Extracted entries
....................

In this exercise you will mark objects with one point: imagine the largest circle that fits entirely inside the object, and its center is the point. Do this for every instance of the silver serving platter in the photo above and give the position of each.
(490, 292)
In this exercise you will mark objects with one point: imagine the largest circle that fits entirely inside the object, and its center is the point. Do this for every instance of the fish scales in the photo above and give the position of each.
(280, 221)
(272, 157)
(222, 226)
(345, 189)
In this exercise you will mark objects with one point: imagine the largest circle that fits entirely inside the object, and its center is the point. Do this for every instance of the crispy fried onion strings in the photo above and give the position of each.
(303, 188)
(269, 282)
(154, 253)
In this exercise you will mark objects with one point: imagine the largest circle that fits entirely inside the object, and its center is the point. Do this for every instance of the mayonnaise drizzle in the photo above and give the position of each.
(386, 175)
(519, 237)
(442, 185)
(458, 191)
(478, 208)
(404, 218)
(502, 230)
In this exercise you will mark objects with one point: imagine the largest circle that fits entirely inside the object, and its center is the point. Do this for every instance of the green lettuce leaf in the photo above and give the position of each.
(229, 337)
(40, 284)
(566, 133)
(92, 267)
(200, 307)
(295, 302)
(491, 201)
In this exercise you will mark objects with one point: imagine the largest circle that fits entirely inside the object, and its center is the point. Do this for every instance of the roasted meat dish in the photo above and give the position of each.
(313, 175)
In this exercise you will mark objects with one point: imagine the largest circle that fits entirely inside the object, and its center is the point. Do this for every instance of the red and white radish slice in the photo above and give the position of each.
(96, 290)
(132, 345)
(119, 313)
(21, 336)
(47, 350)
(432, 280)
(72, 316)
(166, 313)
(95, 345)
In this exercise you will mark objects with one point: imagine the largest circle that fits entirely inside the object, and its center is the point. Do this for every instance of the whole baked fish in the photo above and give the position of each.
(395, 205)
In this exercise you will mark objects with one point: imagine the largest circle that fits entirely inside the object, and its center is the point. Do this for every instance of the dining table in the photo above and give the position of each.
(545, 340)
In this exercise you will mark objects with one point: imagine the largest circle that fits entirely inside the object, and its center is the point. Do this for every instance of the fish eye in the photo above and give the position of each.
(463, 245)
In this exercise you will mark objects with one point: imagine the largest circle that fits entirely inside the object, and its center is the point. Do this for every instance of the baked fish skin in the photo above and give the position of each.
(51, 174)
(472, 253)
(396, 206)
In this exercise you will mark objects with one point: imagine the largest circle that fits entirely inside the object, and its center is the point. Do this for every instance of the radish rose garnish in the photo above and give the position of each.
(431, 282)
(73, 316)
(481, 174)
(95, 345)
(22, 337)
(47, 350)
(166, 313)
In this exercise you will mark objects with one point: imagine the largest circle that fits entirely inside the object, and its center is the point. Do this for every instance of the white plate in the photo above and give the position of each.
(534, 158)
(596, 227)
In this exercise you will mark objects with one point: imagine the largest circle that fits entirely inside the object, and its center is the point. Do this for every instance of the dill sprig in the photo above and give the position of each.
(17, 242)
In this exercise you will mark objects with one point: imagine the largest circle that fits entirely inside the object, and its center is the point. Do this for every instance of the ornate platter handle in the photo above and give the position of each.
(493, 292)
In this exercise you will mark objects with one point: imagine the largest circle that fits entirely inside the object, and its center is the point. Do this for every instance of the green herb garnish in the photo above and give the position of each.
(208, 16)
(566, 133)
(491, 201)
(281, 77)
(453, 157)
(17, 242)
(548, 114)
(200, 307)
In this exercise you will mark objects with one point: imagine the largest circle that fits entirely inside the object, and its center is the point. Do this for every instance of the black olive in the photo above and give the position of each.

....................

§ Written exercise
Lay out every one of the entries above as a numbered list, leaving out any blank lines.

§ Exercise solution
1. In this exercise you will mark objects with one point: imagine the largest circle that fits entirely inside the object, and its center is the point. Do this for every instance of the silver serving platter in the photo above and give the position of each.
2. (490, 292)
3. In this exercise you will mark objects with one point: imagine the largest circle that fits entirely inside the object, and its center is the point. Do this for every instance of the fish scales in the photo above and give the position of each.
4. (280, 221)
5. (272, 157)
6. (222, 226)
7. (345, 189)
8. In this exercise you will mark objects with one point: imagine the largest circle that fits entirely inside the object, and its center is the point. Do this for every instance of the crispy fried onion strings in the photo above and give the position of each.
9. (303, 188)
10. (269, 282)
11. (154, 253)
12. In this exercise you will mark objects with one point: imagine the largest circle that fits entirely inside the object, and its center is the point. Do this for every instance of the mayonnaise drizzle in the photo above and give the position of each.
13. (386, 175)
14. (519, 237)
15. (442, 185)
16. (458, 191)
17. (478, 208)
18. (404, 218)
19. (502, 230)
20. In this exercise you will mark objects with one point: imagine the largest circle that fits entirely inside the object, and its center is the point. Do this for every instance of the green lettuce leaf in the photo above and give the position of each.
21. (229, 337)
22. (40, 284)
23. (566, 133)
24. (92, 267)
25. (200, 307)
26. (295, 302)
27. (491, 201)
28. In this exercise you will mark objects with one point: imagine the largest circle that fits entirely inside the object, and its center is the point. Do this for every instance of the roasted meat dish in the photo above and give the position of each.
29. (313, 175)
30. In this exercise you will mark objects with one point: imagine the largest circle that fits entirely inside the object, and its center is the point. Do this for every instance of the red and white radish slice in the photo above and give the position of each.
31. (96, 290)
32. (132, 345)
33. (119, 313)
34. (21, 336)
35. (47, 350)
36. (432, 280)
37. (72, 316)
38. (166, 313)
39. (95, 345)
40. In this exercise you will mark objects with one point: imagine the largest circle that fits entirely inside the object, and its center is the point. Do this for every instance of the whole baked fish in the photo above and give the position of each.
41. (395, 205)
42. In this exercise you will mark objects with one point: imagine the largest circle that fits entirely inside the object, and its center is the point. Do this for every instance of the dining table in the photo above and give the position of each.
43. (545, 340)
44. In this exercise you will mark objects with one point: imagine the largest circle that fits entirely inside the object, and its center is the point. Do this for every instance of the fish eye in the photo above and give the position of each.
45. (463, 245)
46. In this exercise you will mark objects with one point: imagine the largest circle that fits entirely inside the object, and its center is the point. Do this for every instance of the baked fish skin in the photo above and give the position of each.
47. (51, 174)
48. (472, 253)
49. (396, 206)
50. In this exercise you will mark objects with one point: imagine the largest circle that fits entirely inside the object, and its center is the point. Do this for every instance of the radish rose garnish in the photo above and give the position of each.
51. (431, 282)
52. (73, 316)
53. (481, 174)
54. (95, 345)
55. (22, 337)
56. (47, 350)
57. (166, 313)
58. In this exercise you will mark objects with one point: imagine the largest circle that fits entirely inside the object, and its center is the point. Do this for every instance of the white plate in the photo above and give the position of each.
59. (534, 158)
60. (596, 227)
61. In this exercise you will mark objects with one point: imagine the largest circle that fits entirely inside the object, and its center is the point. Do this for every instance of the dill sprig in the photo above and give the position of each.
62. (17, 242)
63. In this exercise you will mark objects with one point: imagine the largest circle that fits entirely inside the object, and its center is the point. Do this for every instance of the ornate platter handle in the photo above and give the position of each.
64. (493, 292)
65. In this exercise you will mark objects with one point: imagine the largest circle that fits entirely inside the object, and its center is the point. Do this for every instance of the green herb garnish in the photo above and give the position of each.
66. (208, 16)
67. (566, 133)
68. (491, 201)
69. (281, 77)
70. (453, 157)
71. (17, 242)
72. (548, 114)
73. (200, 307)
74. In this exercise you will mark objects with one point: imagine the largest circle that fits entirely inside the object, and its center is the point. Do this for every instance of the black olive in the photo above and give the position of each.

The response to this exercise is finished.